::: Extrait du document :::

Poète et dramaturge libertaire, signataire du célèbre manifeste Refus global, figure de proue de l’automatisme québécois, Claude Gauvreau continue, 40 ans après sa mort, de susciter l’intérêt des historiens de l’art.
En janvier 1961, le poète écrit une longue lettre à l’écrivain français André Breton, chef de file du surréalisme, l’un des plus importants mouvements littéraires et artistiques du XXe siècle. Grâce au travail d’édition critique de Gilles Lapointe, professeur au Département d’histoire de l’art, cette lettre inédite vient d’être publiée sous le titre Lettre à André Breton, le 7 janvier 1961 (Le temps volé, éditeur). Le lancement aura lieu le 19 octobre à la librairie Le port de tête, à Montréal.

:::

## Consigne 1
Recopiez, dans le texte sur Claude Gauvreau, le passage qui commence par les mots contenant « En janvier 1961, le » et se termine par « tête, à Montréal. ».
## Consigne 2
Selon le texte sur Claude Gauvreau, à qui le poète adresse-t-il une longue lettre en janvier 1961 ?
## Consigne 3
Rédigez la suite du texte sur Claude Gauvreau en reprenant après sa dernière phrase.

::: Données enregistrées :::

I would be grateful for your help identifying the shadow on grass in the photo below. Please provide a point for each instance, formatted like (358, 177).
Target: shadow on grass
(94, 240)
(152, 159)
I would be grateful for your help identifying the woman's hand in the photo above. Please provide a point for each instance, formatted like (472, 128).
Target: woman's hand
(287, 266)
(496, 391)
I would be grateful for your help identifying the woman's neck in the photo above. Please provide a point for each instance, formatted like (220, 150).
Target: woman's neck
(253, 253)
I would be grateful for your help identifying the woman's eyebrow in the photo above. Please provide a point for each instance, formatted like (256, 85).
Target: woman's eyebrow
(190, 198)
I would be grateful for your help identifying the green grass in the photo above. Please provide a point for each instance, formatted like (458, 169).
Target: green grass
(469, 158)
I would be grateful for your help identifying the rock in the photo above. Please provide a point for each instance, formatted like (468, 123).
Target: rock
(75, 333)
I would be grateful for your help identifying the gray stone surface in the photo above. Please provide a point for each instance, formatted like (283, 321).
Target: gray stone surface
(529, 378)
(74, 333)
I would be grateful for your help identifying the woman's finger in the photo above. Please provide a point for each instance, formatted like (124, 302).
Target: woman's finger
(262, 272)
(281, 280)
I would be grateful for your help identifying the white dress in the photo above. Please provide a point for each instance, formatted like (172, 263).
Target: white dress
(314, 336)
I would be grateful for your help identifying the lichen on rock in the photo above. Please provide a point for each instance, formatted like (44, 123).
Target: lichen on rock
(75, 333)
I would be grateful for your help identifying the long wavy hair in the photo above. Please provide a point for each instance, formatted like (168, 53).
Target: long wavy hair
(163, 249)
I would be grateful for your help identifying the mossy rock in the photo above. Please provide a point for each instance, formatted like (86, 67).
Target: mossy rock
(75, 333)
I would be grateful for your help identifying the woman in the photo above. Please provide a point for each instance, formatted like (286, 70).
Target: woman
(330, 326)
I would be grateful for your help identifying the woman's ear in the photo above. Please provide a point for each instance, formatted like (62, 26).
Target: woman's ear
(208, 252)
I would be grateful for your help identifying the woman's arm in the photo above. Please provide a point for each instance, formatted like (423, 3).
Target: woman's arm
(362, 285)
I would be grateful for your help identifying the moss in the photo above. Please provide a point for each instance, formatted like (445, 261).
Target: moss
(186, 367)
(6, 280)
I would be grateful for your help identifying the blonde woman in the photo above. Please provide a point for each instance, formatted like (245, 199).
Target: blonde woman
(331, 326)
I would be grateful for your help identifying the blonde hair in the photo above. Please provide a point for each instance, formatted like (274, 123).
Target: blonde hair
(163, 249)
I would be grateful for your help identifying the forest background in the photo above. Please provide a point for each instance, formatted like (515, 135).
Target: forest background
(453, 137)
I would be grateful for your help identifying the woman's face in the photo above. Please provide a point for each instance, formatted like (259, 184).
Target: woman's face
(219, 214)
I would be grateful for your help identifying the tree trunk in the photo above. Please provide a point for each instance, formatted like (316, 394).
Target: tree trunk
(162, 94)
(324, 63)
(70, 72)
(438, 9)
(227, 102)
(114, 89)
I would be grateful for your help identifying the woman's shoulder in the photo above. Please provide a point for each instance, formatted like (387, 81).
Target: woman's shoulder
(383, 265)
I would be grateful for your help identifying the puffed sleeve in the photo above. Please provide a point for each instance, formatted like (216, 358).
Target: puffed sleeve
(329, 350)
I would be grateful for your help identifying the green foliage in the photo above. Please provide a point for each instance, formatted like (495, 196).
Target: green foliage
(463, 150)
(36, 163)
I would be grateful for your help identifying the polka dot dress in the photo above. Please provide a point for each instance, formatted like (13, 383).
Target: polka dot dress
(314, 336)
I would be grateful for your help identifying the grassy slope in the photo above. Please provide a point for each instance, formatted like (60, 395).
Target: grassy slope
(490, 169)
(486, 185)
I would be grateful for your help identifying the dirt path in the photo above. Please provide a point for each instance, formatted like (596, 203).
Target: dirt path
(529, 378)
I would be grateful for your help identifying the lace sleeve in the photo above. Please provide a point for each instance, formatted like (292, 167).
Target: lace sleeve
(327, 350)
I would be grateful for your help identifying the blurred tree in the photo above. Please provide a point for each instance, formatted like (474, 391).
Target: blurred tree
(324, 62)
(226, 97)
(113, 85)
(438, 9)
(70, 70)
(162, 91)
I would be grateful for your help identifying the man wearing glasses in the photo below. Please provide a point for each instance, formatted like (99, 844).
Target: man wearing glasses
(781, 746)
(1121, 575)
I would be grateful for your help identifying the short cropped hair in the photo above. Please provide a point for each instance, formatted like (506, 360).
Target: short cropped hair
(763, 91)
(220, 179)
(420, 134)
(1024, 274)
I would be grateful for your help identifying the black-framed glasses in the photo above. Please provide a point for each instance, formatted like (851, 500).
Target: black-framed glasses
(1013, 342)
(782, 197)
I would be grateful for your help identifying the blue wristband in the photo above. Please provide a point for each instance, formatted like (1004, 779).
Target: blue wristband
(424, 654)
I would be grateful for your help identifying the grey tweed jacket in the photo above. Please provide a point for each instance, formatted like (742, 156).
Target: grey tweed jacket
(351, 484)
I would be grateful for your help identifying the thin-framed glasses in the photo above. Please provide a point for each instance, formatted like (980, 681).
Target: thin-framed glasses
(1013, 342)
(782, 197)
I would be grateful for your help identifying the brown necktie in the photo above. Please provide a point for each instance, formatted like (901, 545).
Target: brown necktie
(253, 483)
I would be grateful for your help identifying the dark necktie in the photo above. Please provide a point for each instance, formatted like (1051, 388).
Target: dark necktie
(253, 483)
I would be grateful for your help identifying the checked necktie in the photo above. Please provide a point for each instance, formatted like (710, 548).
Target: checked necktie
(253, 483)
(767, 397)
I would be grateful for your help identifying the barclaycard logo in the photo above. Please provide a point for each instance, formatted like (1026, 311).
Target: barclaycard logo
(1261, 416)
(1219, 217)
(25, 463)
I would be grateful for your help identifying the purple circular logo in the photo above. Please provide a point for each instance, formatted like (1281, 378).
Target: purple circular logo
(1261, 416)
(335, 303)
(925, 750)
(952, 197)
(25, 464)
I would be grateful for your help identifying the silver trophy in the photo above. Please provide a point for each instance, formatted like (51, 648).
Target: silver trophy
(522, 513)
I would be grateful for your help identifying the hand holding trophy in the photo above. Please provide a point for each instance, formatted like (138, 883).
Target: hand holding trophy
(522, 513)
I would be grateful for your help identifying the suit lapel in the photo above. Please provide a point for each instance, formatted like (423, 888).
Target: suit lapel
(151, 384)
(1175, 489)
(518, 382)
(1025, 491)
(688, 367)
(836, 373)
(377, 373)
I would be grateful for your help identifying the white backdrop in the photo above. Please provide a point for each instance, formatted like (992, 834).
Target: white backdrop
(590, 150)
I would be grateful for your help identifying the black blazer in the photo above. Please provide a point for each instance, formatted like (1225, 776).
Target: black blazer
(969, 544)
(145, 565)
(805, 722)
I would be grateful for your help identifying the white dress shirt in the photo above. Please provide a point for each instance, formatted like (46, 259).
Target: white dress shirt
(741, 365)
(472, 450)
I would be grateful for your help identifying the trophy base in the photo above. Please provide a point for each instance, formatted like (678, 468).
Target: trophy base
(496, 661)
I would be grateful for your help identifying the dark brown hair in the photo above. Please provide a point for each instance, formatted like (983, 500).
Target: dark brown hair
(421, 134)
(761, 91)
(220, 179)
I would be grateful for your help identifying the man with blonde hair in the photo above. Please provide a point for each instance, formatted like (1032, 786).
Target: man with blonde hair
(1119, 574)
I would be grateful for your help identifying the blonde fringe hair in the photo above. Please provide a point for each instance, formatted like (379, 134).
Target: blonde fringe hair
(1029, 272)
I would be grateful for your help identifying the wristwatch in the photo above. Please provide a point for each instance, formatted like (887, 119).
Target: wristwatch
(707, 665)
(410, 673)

:::

## Zone de réponse 1
En janvier 1961, le poète écrit une longue lettre à l’écrivain français André Breton, chef de file du surréalisme, l’un des plus importants mouvements littéraires et artistiques du XXe siècle. Grâce au travail d’édition critique de Gilles Lapointe, professeur au Département d’histoire de l’art, cette lettre inédite vient d’être publiée sous le titre Lettre à André Breton, le 7 janvier 1961 (Le temps volé, éditeur). Le lancement aura lieu le 19 octobre à la librairie Le port de tête, à Montréal.

## Zone de réponse 2
À l'écrivain français André Breton, chef de file du surréalisme.

## Zone de réponse 3
«C’est un document unique qui prolonge les échanges des automatistes québécois avec André Breton et élargit notre compréhension des relations souvent tendues entre l’automatisme et le surréalisme, souligne le professeur. Dans cette lettre, Gauvreau cherche à dégager l’apport de l’automatisme et à étendre son influence auprès de Breton.»
Gilles Lapointe se dit redevable à Sarah de Bogui, chef de bibliothèque à la Bibliothèque des livres rares et collections spéciales de l’Université de Montréal, qui lui a communiqué la lettre de Gauvreau. Celle-ci provient du Fonds Gilles-Rioux, la plus importante collection publique sur le surréalisme en Amérique du Nord, que la famille de Rioux a léguée à l’Université de Montréal en 1995. Ce collectionneur avait mis la main sur le document à la fin des années 60, à Paris, alors qu’il préparait une thèse sur les rapports entre l’automatisme et le surréalisme.
Défendre l’héritage surréaliste
Même si les surréalistes se reconnaissaient dans le manifeste Refus Global, les artistes automatistes ont toujours refusé d’être avalés par ce mouvement, rappelle l’historien de l’art. «Les automatistes critiquaient la représentation figurative de l’inconscient par les surréalistes et affirmaient que leur démarche sur le plan plastique était plus avancée.»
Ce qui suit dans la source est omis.